From: KAMEZAWA Hiroyuki
Date: Tuesday, April 27, 2010 - 2:09 am

On Tue, 27 Apr 2010 09:59:51 +0100
Hmm. It seems rmap_one() is called and the race is not in vma_address()
but in remap_migration_pte().
So, I added more hooks for debug..but not reproduced yet.
(But I doubt my debug code, too ;)

But it seems strange to have a race in remap_migration_pte(), so, I doubt
my debug code, too.

Thanks,
-Kame

--

From: Mel Gorman
Date: Tuesday, April 27, 2010 - 3:29 am

It could have been in both but the vma lock should have been held across
the rmap_one. It still reproduces but it's still the right thing to do.
This is the current version of patch 2/2.

==== CUT HERE ====

[PATCH] mm,migration: Prevent rmap_walk_[anon|ksm] seeing the wrong VMA information

vma_adjust() is updating anon VMA information without any locks taken.
In contrast, file-backed mappings use the i_mmap_lock and this lack of
locking can result in races with page migration. During rmap_walk(),
vma_address() can return -EFAULT for an address that will soon be valid.
This leaves a dangling migration PTE behind which can later cause a BUG_ON
to trigger when the page is faulted in.

With the recent anon_vma changes, there can be more than one anon_vma->lock
that can be taken in a anon_vma_chain but a second lock cannot be spinned
upon in case of deadlock. Instead, the rmap walker tries to take locks of
different anon_vma's. If the attempt fails, the operation is restarted.

Signed-off-by: Mel Gorman <mel@csn.ul.ie>
---
 mm/ksm.c  |   19 +++++++++++++++++--
 mm/mmap.c |    6 ++++++
 mm/rmap.c |   27 +++++++++++++++++++++++----
 3 files changed, 46 insertions(+), 6 deletions(-)

diff --git a/mm/ksm.c b/mm/ksm.c
index 3666d43..87c7531 100644
--- a/mm/ksm.c
+++ b/mm/ksm.c
@@ -1674,9 +1674,19 @@ again:
 		spin_lock(&anon_vma->lock);
 		list_for_each_entry(vmac, &anon_vma->head, same_anon_vma) {
 			vma = vmac->vma;
+
+			/* See comment in mm/rmap.c#rmap_walk_anon on locking */
+			if (anon_vma != vma->anon_vma) {
+				if (!spin_trylock(&vma->anon_vma->lock)) {
+					spin_unlock(&anon_vma->lock);
+					goto again;
+				}
+			}
+
 			if (rmap_item->address < vma->vm_start ||
 			    rmap_item->address >= vma->vm_end)
-				continue;
+				goto next_vma;
+
 			/*
 			 * Initially we examine only the vma which covers this
 			 * rmap_item; but later, if there is still work to do,
@@ -1684,9 +1694,14 @@ again:
 			 * were forked from the original since ksmd ...

▶ [Direction A]:
Please render the records as a JSON list of strings, one string per line, from the first line of the records up to and including the line with "406), (1206, 416)]", and skip blank lines. Leave the pictures out of the answer.

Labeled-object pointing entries
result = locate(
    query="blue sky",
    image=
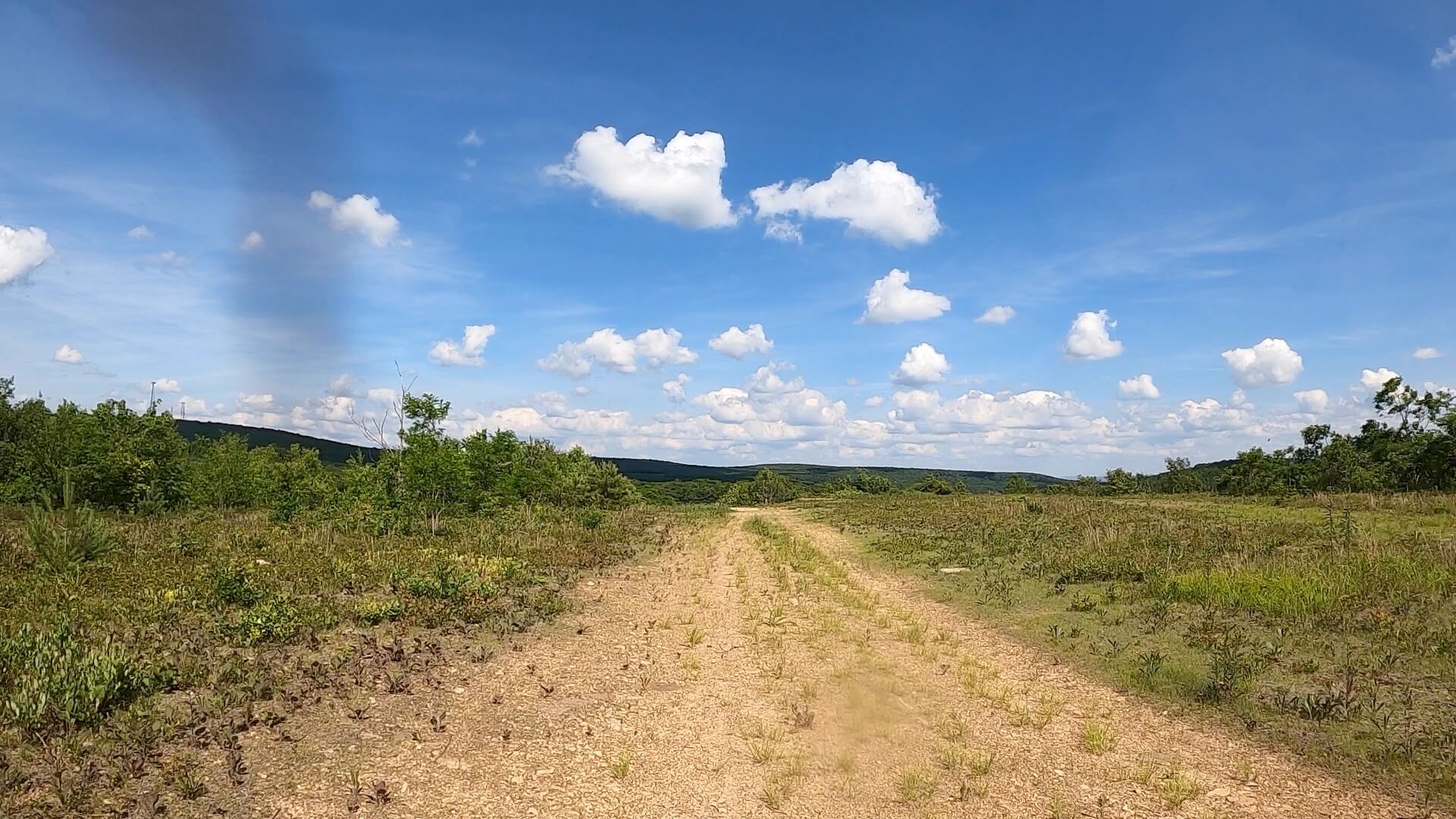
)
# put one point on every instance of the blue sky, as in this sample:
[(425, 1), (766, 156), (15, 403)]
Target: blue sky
[(1153, 191)]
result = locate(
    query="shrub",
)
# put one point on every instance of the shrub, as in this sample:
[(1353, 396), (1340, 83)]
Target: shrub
[(270, 621), (55, 679), (234, 585)]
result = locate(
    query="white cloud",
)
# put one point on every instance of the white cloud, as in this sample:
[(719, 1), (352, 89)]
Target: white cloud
[(251, 242), (609, 349), (783, 231), (22, 249), (674, 390), (1031, 410), (469, 352), (1375, 379), (767, 379), (343, 385), (168, 259), (1090, 338), (999, 314), (1312, 400), (737, 343), (359, 215), (875, 199), (1269, 363), (1445, 55), (922, 365), (1141, 387), (69, 354), (679, 183), (893, 300), (727, 406), (1206, 416)]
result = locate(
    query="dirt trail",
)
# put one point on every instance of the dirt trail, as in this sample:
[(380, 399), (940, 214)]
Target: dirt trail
[(717, 682)]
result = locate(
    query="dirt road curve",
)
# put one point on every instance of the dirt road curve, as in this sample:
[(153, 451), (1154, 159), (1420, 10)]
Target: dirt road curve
[(717, 681)]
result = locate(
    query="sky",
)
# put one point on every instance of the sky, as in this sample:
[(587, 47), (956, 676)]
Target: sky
[(1044, 238)]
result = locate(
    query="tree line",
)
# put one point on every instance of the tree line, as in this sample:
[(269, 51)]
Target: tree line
[(115, 458)]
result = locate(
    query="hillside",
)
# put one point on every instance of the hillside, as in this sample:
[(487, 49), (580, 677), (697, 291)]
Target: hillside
[(651, 471), (642, 469)]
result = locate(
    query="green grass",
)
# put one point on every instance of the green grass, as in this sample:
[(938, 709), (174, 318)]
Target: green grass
[(1327, 626), (191, 627)]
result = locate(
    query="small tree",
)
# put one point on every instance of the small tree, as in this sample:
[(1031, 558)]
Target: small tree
[(431, 468), (1018, 485)]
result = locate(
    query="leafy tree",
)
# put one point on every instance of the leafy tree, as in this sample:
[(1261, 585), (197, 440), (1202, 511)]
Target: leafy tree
[(1181, 479), (1018, 485), (433, 474), (764, 488)]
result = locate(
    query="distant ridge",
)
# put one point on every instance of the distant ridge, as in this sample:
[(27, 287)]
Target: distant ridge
[(642, 469)]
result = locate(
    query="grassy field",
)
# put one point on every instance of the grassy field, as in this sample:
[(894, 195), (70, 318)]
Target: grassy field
[(1327, 626), (134, 651)]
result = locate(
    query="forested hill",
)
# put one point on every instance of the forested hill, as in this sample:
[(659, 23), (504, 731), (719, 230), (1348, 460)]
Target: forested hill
[(329, 450), (653, 471), (637, 468)]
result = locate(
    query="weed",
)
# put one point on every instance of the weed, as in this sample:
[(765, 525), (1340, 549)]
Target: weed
[(915, 784), (1098, 739)]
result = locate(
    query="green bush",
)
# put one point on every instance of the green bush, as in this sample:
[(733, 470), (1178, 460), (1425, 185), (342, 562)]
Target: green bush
[(55, 679), (234, 585), (270, 621)]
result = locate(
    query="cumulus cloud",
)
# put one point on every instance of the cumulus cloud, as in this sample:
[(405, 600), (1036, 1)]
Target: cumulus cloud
[(1141, 387), (875, 199), (1445, 55), (999, 314), (359, 215), (676, 390), (1206, 416), (1090, 337), (739, 343), (922, 365), (1312, 400), (166, 259), (67, 354), (610, 350), (1031, 410), (783, 231), (469, 352), (22, 249), (769, 379), (893, 300), (1269, 363), (679, 183), (1375, 379)]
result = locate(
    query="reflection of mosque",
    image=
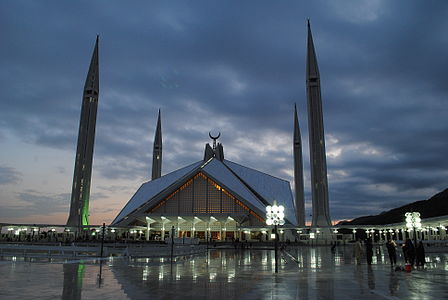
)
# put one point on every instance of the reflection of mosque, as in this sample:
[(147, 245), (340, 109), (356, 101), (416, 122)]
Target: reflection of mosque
[(73, 278)]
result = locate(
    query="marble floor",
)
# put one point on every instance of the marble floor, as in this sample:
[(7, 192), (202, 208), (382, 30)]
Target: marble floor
[(224, 274)]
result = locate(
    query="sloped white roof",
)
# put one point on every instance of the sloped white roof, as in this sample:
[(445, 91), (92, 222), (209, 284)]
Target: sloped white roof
[(236, 178), (216, 169), (269, 187), (152, 188)]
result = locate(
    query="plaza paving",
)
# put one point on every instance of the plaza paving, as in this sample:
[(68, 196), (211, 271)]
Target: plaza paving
[(224, 274)]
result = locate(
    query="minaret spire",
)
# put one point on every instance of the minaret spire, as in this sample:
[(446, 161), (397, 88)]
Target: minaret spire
[(157, 151), (298, 172), (79, 205), (319, 183)]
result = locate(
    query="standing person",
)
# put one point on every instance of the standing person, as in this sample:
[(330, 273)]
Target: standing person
[(369, 251), (390, 245), (409, 252), (358, 252), (420, 254)]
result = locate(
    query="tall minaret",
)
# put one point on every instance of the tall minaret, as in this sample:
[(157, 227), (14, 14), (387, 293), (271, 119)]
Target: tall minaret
[(298, 172), (79, 206), (157, 151), (319, 184)]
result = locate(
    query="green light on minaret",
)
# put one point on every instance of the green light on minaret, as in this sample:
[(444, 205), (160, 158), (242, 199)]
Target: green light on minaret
[(79, 207)]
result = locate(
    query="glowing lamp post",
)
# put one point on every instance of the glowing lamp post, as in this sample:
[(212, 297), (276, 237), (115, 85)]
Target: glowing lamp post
[(275, 216), (413, 221)]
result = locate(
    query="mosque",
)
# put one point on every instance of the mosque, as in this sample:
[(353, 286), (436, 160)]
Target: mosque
[(214, 197), (223, 200)]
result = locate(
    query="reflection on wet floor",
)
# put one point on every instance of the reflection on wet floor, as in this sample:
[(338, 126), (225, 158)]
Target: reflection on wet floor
[(226, 273)]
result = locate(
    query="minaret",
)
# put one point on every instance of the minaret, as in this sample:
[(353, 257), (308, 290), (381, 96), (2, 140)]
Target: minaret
[(298, 172), (319, 184), (157, 151), (79, 206)]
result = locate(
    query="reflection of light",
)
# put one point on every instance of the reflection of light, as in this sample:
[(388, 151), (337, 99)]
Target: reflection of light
[(145, 273)]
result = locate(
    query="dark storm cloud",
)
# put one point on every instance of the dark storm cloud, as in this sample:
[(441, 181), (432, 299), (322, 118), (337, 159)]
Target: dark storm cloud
[(9, 175), (238, 67)]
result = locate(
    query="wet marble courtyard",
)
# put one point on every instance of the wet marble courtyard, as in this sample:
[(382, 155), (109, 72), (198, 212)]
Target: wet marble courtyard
[(224, 274)]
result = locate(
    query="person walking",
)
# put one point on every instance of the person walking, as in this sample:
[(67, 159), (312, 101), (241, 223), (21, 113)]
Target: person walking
[(358, 252), (391, 250), (369, 251), (420, 255), (409, 252)]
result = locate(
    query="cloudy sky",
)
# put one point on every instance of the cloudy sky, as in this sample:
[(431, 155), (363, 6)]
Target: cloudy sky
[(232, 66)]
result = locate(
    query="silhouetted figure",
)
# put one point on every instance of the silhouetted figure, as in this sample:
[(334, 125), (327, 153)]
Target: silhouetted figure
[(409, 252), (369, 251), (390, 245), (420, 254)]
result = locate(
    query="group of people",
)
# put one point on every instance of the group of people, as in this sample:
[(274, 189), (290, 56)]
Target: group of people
[(412, 255)]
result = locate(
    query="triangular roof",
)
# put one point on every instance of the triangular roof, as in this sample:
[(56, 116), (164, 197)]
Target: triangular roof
[(270, 188), (151, 188), (255, 188)]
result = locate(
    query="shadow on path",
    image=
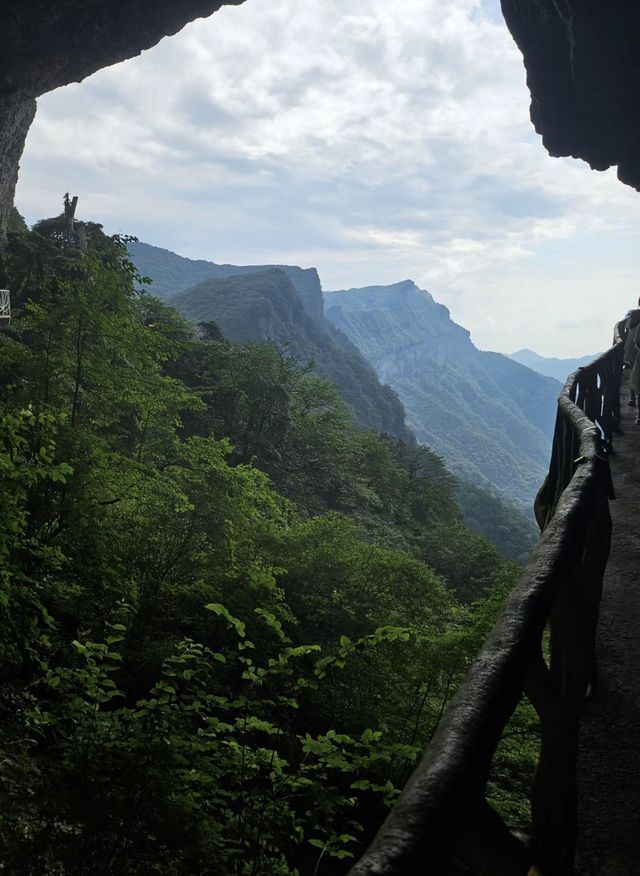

▶ [Direction B]:
In the patch thread, condense the paragraph that begins "vma_adjust() is updating anon VMA information" into a short bulleted list that keeps its main facts.

▶ [Expected output A]:
[
  "result = locate(",
  "    query=\"blue sky\",",
  "    image=",
  ")",
  "# put one point on every instance of the blue sky, as in this sample:",
  "[(425, 1), (766, 156), (15, 403)]",
  "Target: blue sky",
  "[(1153, 191)]",
  "result = locate(",
  "    query=\"shrub\",",
  ")",
  "# put one point on every instance of the shrub, as in this sample:",
  "[(1353, 396), (1340, 83)]",
  "Target: shrub",
  "[(270, 621), (55, 679), (234, 585)]",
  "result = locate(",
  "    query=\"white cloud\",",
  ")",
  "# put one point on every instance of the white cloud, as in this sample:",
  "[(719, 1), (352, 89)]",
  "Target: white cloud",
  "[(251, 242), (609, 349), (783, 231), (22, 249), (674, 390), (1031, 410), (469, 352), (1375, 379), (767, 379), (343, 385), (168, 259), (1090, 338), (999, 314), (1312, 400), (737, 343), (359, 215), (875, 199), (1269, 363), (1445, 55), (922, 365), (1141, 387), (69, 354), (679, 183), (893, 300), (727, 406), (1206, 416)]"
]

▶ [Expected output B]:
- vma_adjust() updates anon VMA information without taking any locks. File-backed mappings use the i_mmap_lock.
- This lack of locking can cause races with page migration.
- During rmap_walk(), vma_address() can return -EFAULT for an address that will soon be valid.
- The result is a dangling migration PTE, which can later trigger a BUG_ON when the page is faulted in.